### EXERCISE AIM
Copy out the records word for word, from the line with "Objective: using the image above, find the diagonal" to the line with "[154,340,164,356]", both included, and leave out the pictures.

### GIVEN RECORDS
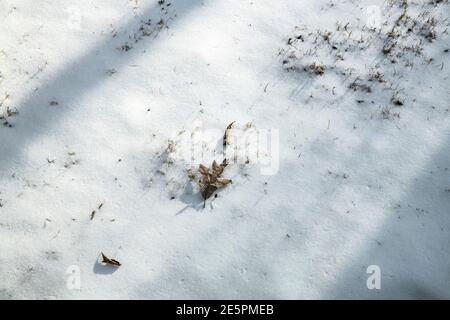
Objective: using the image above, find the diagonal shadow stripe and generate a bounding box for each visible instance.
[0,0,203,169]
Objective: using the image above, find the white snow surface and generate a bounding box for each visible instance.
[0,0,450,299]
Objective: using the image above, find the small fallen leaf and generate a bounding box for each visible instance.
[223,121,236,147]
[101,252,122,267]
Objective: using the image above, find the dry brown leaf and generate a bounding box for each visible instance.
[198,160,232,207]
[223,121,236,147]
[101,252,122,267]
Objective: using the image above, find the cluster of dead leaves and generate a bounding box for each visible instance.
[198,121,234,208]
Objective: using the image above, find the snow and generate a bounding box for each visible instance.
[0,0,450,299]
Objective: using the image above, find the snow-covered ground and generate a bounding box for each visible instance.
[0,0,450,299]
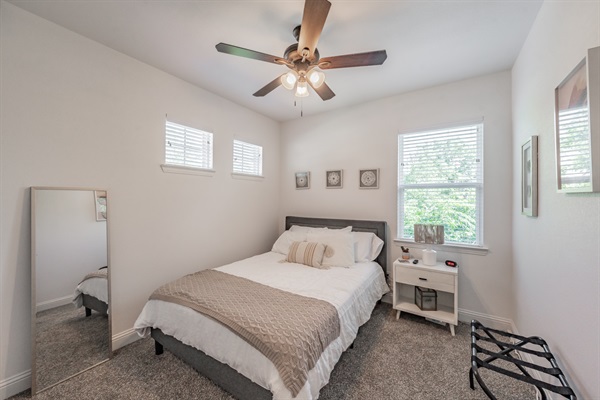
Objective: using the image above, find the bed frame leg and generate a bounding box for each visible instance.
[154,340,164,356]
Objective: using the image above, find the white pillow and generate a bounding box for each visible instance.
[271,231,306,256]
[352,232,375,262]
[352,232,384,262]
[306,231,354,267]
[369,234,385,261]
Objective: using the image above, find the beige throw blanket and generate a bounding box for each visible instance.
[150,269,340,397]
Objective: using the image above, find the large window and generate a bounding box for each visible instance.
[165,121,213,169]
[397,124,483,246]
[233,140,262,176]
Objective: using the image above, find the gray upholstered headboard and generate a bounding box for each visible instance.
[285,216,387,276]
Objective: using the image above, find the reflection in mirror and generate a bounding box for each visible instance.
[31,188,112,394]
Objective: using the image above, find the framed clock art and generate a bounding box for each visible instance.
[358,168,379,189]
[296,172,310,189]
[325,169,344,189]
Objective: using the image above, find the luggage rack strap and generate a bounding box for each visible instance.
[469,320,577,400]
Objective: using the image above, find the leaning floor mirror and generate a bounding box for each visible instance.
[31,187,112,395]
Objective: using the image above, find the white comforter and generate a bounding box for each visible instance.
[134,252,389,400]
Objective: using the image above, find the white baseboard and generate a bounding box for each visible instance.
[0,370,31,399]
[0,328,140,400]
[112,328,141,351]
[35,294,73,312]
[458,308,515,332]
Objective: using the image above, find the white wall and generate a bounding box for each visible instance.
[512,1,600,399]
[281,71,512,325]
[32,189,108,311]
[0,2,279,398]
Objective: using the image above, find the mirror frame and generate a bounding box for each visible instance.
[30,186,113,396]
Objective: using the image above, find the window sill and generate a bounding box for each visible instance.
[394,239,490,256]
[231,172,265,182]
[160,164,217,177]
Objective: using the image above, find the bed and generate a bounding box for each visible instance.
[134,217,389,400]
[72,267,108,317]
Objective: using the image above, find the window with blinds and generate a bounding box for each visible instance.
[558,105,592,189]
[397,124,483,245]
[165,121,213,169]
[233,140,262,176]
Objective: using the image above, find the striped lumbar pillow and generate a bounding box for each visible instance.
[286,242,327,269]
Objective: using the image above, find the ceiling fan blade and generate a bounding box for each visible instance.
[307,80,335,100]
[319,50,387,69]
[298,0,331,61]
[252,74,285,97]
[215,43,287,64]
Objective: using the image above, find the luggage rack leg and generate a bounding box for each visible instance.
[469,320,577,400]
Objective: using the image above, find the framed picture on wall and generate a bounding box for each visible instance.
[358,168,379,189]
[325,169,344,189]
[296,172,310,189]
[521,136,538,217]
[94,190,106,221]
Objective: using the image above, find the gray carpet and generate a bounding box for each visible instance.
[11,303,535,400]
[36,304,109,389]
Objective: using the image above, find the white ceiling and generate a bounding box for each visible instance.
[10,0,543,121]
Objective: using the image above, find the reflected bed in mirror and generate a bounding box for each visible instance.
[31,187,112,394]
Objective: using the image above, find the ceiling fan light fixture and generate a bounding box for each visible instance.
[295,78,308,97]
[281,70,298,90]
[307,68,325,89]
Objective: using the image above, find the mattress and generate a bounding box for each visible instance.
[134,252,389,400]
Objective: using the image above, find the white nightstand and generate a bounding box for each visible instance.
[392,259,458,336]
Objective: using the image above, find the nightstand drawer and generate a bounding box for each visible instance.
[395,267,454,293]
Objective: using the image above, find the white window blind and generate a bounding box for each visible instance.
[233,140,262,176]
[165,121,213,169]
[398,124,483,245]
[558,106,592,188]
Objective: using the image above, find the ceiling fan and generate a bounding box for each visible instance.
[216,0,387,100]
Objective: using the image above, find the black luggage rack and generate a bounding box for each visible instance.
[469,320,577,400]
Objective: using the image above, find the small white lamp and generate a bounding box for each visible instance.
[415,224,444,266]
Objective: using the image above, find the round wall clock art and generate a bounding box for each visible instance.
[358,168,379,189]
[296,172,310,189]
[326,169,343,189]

---

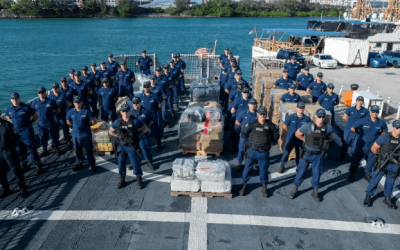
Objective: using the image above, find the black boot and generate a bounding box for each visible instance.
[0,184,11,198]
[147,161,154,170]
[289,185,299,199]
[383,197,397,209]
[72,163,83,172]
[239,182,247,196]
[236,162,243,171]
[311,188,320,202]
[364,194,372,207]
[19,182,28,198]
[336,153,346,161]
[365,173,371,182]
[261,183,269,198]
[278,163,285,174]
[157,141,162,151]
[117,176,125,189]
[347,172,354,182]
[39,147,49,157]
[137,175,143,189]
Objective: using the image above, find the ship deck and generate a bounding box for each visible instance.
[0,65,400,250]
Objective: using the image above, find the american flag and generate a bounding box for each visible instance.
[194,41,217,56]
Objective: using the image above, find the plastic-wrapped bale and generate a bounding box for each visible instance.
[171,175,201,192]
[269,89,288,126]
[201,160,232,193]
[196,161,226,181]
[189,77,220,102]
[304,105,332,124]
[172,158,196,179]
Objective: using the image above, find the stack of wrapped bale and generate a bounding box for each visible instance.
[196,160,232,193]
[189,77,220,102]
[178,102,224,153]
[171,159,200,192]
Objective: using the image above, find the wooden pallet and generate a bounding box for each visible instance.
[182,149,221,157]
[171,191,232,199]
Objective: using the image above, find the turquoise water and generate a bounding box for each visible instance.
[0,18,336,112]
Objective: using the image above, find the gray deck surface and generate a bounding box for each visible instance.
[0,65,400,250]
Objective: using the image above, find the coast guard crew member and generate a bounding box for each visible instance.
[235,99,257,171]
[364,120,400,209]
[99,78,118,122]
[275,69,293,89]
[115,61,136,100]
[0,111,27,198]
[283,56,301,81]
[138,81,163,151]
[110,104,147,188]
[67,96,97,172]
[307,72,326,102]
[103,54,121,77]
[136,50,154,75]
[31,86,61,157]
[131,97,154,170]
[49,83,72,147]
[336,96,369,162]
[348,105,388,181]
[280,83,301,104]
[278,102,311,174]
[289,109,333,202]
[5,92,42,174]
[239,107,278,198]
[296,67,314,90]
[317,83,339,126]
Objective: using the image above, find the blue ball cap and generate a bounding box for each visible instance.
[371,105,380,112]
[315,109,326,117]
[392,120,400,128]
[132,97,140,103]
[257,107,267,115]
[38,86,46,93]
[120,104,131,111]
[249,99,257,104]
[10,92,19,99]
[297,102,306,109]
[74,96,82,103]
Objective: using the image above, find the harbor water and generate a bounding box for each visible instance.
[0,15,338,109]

---

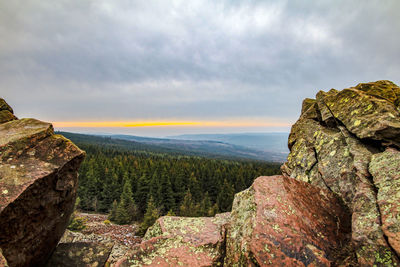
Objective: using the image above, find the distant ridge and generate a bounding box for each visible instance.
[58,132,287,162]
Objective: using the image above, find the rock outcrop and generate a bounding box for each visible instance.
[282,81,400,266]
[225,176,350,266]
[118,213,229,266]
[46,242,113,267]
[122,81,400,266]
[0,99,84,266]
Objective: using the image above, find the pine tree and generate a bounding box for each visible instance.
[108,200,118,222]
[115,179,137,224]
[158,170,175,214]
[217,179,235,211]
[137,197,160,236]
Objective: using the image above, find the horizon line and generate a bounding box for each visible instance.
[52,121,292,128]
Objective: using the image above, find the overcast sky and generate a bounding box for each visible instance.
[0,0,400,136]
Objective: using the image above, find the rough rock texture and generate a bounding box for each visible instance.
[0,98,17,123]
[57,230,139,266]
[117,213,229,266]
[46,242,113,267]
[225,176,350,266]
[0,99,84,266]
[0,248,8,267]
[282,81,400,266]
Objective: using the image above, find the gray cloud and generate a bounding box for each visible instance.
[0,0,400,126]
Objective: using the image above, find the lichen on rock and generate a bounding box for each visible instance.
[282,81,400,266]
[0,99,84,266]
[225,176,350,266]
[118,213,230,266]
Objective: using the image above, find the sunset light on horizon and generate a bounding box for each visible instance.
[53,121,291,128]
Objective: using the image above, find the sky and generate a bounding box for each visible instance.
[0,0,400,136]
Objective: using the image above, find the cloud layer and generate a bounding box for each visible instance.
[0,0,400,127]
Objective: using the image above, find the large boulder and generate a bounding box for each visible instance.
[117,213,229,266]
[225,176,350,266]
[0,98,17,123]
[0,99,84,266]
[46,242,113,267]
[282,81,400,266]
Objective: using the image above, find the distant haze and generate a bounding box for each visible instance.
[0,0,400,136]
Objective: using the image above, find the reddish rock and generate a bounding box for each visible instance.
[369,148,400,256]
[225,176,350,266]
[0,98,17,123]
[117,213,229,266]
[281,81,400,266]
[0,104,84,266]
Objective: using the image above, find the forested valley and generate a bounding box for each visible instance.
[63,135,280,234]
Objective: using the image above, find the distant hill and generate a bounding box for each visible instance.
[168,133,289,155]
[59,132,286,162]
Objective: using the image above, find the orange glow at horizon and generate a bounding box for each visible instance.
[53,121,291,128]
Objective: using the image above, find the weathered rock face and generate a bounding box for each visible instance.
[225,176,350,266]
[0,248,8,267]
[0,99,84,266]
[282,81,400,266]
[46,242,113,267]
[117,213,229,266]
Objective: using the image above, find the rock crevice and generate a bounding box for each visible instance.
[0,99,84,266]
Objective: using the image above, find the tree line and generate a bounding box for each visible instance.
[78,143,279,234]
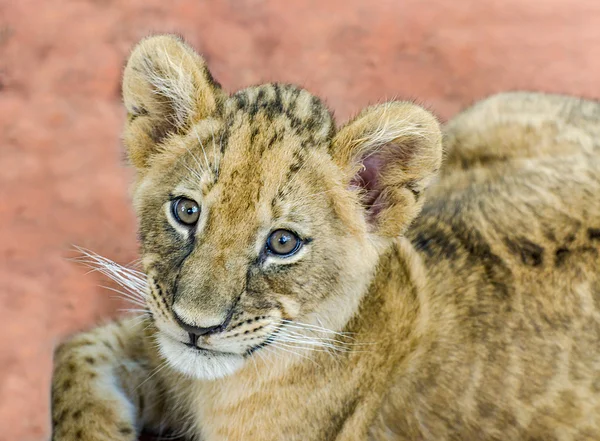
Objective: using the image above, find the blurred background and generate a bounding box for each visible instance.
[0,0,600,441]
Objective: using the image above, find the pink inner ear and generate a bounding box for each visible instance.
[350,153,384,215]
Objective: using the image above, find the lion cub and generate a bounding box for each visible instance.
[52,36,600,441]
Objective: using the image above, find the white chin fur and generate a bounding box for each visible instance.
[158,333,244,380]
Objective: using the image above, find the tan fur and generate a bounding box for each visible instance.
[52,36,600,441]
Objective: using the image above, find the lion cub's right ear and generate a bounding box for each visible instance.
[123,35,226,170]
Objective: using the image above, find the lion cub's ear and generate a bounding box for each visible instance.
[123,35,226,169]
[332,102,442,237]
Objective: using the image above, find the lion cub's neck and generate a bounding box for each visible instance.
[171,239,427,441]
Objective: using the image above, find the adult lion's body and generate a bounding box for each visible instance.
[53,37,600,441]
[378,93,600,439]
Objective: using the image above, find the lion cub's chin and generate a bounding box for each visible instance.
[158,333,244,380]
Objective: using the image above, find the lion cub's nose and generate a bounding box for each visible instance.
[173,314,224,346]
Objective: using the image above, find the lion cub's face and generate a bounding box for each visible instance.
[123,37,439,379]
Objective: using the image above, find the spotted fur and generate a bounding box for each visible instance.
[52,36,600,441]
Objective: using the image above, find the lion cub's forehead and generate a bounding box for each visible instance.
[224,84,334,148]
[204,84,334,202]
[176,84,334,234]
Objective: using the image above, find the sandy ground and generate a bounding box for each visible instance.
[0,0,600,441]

### THE ANSWER
Objective: using the image above, find the diagonal shadow stripe and generate a bounding box for each visible instance.
[0,0,203,169]
Objective: using the image above, find the white snow surface and generate a bounding box for each visible instance.
[0,0,450,299]
Objective: using the image above, find the small fallen leaf and generate a bounding box for each visible instance.
[223,121,236,147]
[101,252,122,267]
Objective: using the image above, find the dry brown leaf and generate a bounding box for each visible instance.
[198,160,232,207]
[223,121,236,147]
[101,252,122,267]
Objective: using the image above, find the cluster of dead leaves and generate a bounding box for each visible instance.
[198,121,234,208]
Objective: using the image above, find the snow and generate a bounding box for each visible instance.
[0,0,450,299]
Objective: using the image above, find the snow-covered ground and generate a bounding box for each visible instance.
[0,0,450,299]
Objective: using the image above, find the bed frame leg and generate a bounding box for each visible instance.
[154,340,164,356]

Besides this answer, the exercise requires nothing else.